*Set problem 1*
Summarize the morning travel account in two sentences.

So, I looked out the window, feeling the bracing morning air and was accepting of whatever was to come, wherever I ended up going. My friend Heather was not going to be arriving at the club for another day or so, and my travel companion, Denise, had advised me she would be incommunicado for several days recovering from jet lag (she could afford the time as she would be there longer than I). I was on my own.
It was too early for the continental breakfast in the dining room. And I was, no surprise to anyone who knows me, antsy. I showered in the tiny bathroom, with the even more tiny shower, a later inclusion into the narrow rooms of this 18th century building, but the spray was warm and intense. I felt refreshed and ready to don my raincoat (the same on I wore in Italy 22 years ago, a sturdy Eddie Bauer) and cap unable though unable to find the small umbrella that Heather had given to me when she met us at the airport. Oh, well, I said to myself. It's only a little water.

*Photo labels with bounding boxes*
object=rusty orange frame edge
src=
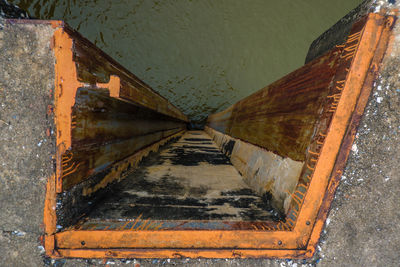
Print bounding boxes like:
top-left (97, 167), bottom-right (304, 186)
top-left (44, 14), bottom-right (394, 259)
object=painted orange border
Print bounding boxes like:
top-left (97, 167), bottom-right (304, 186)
top-left (39, 14), bottom-right (393, 258)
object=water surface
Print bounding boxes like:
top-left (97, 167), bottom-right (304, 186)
top-left (10, 0), bottom-right (362, 120)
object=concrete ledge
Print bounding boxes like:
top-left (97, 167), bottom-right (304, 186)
top-left (205, 126), bottom-right (304, 214)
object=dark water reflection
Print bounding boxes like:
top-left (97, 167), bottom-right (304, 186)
top-left (9, 0), bottom-right (362, 120)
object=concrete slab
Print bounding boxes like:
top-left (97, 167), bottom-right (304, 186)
top-left (88, 131), bottom-right (272, 223)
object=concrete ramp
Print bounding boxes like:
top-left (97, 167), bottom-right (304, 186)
top-left (0, 6), bottom-right (399, 264)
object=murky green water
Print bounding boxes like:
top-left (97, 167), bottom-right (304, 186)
top-left (9, 0), bottom-right (362, 120)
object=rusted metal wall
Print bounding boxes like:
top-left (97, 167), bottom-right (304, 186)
top-left (207, 46), bottom-right (340, 161)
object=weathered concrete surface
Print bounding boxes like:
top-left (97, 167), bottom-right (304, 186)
top-left (0, 21), bottom-right (55, 266)
top-left (88, 131), bottom-right (272, 223)
top-left (51, 14), bottom-right (400, 267)
top-left (0, 2), bottom-right (400, 267)
top-left (205, 126), bottom-right (304, 217)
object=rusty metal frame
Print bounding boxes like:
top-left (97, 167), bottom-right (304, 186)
top-left (40, 14), bottom-right (394, 259)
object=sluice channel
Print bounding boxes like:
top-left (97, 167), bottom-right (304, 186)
top-left (2, 2), bottom-right (395, 258)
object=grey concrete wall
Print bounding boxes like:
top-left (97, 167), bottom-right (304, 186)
top-left (0, 22), bottom-right (55, 266)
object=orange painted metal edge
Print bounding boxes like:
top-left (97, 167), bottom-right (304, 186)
top-left (294, 14), bottom-right (384, 240)
top-left (307, 16), bottom-right (395, 253)
top-left (49, 14), bottom-right (390, 258)
top-left (54, 249), bottom-right (308, 259)
top-left (56, 14), bottom-right (388, 256)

*Set problem 2*
Rewrite the part of the entries that opens with the line containing "object=sluice channel" and runs through the end of the entries, swapping "grey" for "gray" and changing nothing else.

*Reply 1*
With Heather not arriving at the club for another day or so and Denise out of touch for several days recovering from jet lag, the narrator was on their own early in the morning. Since it was too early for breakfast, the narrator showered in the tiny bathroom of the 18th-century building and put on a raincoat and cap, deciding it was only a little water when the small umbrella from Heather could not be found.

*Reply 2*
object=sluice channel
Print bounding boxes like:
top-left (97, 167), bottom-right (304, 186)
top-left (2, 2), bottom-right (395, 258)
object=gray concrete wall
Print bounding boxes like:
top-left (97, 167), bottom-right (304, 186)
top-left (0, 22), bottom-right (55, 266)
object=orange painted metal edge
Print bounding boxes like:
top-left (97, 167), bottom-right (304, 186)
top-left (294, 14), bottom-right (384, 240)
top-left (307, 16), bottom-right (395, 253)
top-left (49, 14), bottom-right (390, 258)
top-left (54, 249), bottom-right (308, 259)
top-left (56, 14), bottom-right (388, 256)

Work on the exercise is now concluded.